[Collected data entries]
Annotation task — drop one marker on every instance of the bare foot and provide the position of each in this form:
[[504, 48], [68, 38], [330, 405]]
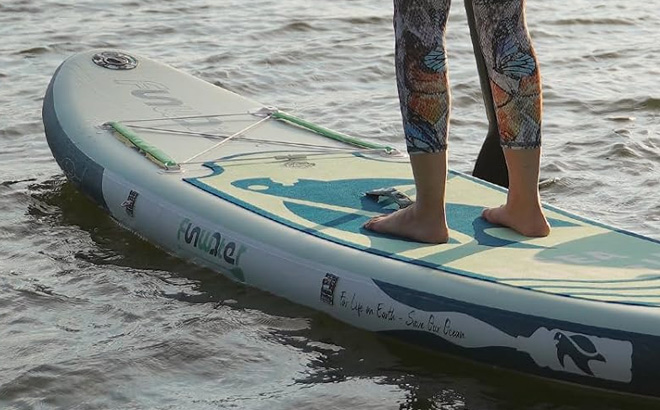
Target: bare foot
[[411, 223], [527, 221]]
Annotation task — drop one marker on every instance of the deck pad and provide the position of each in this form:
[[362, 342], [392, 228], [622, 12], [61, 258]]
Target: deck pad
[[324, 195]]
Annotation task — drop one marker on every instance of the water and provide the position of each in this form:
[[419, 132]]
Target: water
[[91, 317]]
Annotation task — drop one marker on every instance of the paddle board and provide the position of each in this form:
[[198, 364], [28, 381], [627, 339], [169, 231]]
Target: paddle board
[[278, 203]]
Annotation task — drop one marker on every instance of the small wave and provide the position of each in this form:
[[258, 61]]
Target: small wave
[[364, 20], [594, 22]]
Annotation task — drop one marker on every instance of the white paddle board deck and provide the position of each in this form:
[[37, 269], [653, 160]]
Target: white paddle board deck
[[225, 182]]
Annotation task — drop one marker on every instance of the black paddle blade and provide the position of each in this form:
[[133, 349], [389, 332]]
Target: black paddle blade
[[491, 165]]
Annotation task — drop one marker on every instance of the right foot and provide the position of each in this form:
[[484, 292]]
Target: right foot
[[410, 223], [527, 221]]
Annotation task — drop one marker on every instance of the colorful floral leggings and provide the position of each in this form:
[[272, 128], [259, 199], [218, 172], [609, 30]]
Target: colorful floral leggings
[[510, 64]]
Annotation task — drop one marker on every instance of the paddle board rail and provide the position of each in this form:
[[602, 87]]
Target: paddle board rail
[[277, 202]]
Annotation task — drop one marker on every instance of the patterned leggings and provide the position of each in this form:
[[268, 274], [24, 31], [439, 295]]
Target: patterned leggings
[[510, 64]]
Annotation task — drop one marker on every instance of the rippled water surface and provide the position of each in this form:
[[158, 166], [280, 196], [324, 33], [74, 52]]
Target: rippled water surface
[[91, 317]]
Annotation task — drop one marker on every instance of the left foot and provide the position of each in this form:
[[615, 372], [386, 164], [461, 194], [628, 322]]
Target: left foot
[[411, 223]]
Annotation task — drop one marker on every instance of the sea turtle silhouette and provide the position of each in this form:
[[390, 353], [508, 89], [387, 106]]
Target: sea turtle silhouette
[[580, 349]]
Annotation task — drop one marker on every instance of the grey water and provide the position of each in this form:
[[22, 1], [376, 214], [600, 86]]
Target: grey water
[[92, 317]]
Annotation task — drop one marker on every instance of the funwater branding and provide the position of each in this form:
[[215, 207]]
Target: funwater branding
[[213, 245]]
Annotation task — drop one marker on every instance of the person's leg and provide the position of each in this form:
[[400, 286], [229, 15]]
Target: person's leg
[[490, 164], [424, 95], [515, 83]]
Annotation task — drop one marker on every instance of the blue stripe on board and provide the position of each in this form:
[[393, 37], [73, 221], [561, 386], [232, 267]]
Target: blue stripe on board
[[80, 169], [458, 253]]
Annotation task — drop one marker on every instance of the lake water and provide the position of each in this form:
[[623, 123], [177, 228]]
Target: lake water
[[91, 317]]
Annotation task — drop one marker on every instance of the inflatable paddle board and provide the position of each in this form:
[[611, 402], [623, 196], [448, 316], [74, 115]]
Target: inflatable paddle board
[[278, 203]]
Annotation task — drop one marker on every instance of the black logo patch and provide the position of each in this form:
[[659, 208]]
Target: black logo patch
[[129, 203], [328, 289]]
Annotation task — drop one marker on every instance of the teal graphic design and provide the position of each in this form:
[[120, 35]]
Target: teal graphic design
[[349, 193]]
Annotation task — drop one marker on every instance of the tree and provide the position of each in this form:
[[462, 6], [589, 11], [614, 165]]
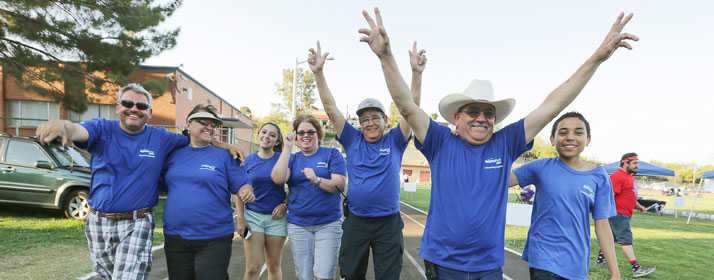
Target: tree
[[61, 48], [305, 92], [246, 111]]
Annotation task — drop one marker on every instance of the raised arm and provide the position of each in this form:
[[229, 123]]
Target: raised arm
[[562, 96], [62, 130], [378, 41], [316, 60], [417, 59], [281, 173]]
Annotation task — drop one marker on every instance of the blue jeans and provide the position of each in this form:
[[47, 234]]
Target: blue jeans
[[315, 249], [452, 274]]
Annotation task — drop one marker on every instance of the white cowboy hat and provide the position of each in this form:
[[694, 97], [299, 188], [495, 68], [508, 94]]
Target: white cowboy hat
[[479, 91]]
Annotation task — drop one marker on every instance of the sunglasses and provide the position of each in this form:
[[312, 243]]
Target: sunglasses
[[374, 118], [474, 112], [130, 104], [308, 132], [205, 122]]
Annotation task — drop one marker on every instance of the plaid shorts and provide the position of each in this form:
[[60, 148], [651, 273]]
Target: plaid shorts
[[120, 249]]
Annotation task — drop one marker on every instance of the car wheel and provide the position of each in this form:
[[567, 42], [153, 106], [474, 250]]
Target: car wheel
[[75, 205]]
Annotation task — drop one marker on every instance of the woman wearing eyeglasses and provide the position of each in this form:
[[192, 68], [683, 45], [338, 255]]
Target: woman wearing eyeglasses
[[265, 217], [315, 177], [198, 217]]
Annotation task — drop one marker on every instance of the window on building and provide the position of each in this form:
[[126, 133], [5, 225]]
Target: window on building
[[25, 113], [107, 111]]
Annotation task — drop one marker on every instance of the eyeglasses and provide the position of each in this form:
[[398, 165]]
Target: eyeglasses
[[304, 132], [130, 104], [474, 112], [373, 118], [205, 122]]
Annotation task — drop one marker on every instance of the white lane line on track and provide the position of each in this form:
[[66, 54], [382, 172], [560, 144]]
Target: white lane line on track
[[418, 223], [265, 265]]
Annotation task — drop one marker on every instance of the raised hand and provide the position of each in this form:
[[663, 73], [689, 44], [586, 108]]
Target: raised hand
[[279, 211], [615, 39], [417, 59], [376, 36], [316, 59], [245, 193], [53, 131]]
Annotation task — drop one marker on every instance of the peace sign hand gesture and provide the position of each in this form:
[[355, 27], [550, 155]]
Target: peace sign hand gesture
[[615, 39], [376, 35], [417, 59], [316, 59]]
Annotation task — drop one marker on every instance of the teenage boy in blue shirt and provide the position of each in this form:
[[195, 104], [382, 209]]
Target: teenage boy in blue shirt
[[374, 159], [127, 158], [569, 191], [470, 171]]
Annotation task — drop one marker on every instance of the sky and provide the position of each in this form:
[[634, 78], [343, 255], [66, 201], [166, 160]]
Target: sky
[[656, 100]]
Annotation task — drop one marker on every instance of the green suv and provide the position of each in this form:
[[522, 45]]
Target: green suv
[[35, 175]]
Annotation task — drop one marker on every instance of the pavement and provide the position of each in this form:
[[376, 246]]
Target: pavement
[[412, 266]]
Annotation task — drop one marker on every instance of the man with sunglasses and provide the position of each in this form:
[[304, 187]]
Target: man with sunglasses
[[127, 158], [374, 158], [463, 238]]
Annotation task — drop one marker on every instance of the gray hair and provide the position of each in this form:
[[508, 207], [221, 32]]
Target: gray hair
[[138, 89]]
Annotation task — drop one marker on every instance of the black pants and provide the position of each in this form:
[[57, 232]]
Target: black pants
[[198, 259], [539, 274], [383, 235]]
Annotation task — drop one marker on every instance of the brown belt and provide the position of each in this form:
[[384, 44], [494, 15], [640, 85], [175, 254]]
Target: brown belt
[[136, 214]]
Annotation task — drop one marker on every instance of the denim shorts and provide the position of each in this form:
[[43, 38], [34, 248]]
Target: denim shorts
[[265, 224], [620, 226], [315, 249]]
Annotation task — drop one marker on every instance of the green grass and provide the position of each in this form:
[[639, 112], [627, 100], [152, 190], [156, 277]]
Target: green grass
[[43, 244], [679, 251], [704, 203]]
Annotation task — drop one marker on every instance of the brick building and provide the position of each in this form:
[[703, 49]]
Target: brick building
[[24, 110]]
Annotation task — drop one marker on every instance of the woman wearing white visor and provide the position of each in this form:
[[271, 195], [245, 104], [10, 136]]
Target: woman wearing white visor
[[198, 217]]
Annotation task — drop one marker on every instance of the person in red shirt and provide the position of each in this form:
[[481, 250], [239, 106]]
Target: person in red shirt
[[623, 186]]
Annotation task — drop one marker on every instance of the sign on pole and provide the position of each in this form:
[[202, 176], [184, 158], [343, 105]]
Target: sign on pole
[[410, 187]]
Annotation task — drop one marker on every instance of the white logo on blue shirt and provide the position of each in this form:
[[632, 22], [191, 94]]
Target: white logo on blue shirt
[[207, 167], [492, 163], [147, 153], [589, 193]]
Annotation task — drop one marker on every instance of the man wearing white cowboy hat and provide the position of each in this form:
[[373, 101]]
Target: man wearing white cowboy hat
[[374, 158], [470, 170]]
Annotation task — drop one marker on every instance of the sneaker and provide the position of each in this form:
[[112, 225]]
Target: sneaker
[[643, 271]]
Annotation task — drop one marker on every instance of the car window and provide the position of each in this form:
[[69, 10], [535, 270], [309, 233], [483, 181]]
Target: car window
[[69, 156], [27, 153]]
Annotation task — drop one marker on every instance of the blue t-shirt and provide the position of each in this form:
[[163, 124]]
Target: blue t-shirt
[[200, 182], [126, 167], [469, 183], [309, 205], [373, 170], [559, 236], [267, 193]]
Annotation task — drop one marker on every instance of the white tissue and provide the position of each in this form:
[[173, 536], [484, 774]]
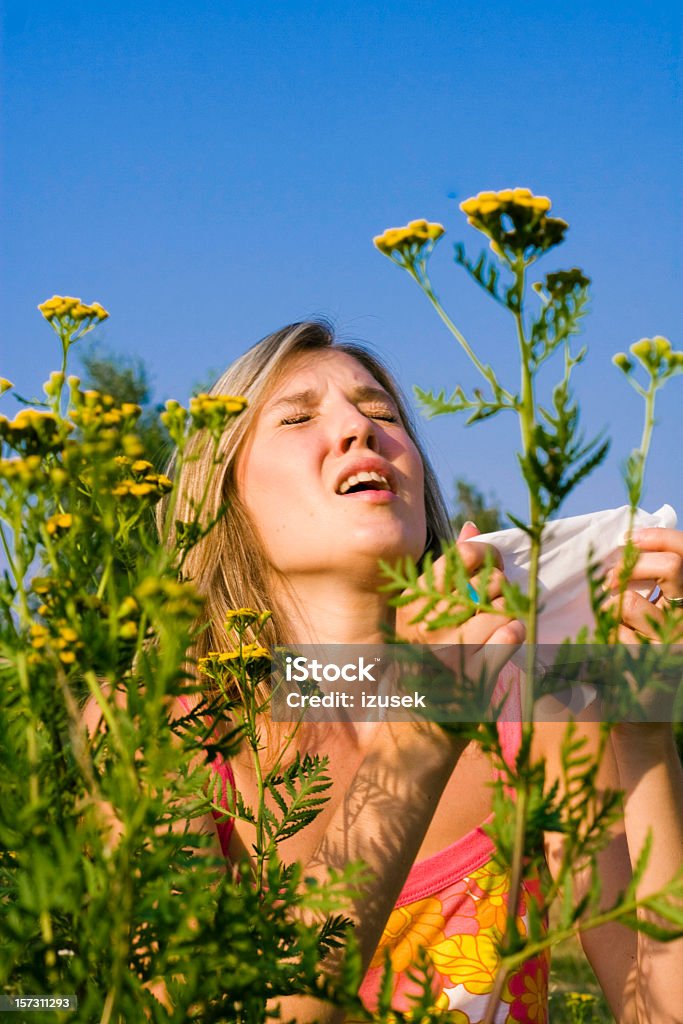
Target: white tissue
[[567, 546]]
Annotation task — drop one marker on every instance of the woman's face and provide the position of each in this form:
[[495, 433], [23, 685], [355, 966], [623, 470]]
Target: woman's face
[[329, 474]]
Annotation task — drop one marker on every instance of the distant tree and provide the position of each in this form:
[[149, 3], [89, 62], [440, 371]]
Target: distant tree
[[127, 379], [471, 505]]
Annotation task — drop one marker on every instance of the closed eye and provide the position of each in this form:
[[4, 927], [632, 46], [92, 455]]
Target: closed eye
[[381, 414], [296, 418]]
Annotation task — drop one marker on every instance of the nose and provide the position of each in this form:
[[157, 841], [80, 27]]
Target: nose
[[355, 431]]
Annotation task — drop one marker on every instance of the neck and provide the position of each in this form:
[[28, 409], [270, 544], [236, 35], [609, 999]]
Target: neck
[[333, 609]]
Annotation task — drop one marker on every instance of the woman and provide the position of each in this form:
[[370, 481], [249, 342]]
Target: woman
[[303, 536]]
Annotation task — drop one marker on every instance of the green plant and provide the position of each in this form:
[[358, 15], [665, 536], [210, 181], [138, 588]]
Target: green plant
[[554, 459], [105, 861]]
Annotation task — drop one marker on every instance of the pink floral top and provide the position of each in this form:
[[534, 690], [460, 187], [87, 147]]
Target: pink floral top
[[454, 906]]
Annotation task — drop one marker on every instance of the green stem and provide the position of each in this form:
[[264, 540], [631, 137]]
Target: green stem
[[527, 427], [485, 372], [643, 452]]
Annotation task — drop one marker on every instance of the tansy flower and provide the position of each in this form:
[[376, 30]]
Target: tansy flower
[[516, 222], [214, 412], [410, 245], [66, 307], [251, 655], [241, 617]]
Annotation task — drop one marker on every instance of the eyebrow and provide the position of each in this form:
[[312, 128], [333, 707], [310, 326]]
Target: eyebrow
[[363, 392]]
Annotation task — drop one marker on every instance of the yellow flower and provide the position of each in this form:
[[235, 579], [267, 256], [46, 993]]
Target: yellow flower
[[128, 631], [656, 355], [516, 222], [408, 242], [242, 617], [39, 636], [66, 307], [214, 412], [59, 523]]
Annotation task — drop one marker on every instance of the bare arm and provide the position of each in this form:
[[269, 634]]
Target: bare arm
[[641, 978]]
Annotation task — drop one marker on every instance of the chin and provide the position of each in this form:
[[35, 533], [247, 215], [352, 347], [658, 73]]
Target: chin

● Brief
Copy each line above that has the word "chin".

● Output of the exercise
Annotation task — drop one marker on every instance of the chin and provide the position of each in this form:
Target: chin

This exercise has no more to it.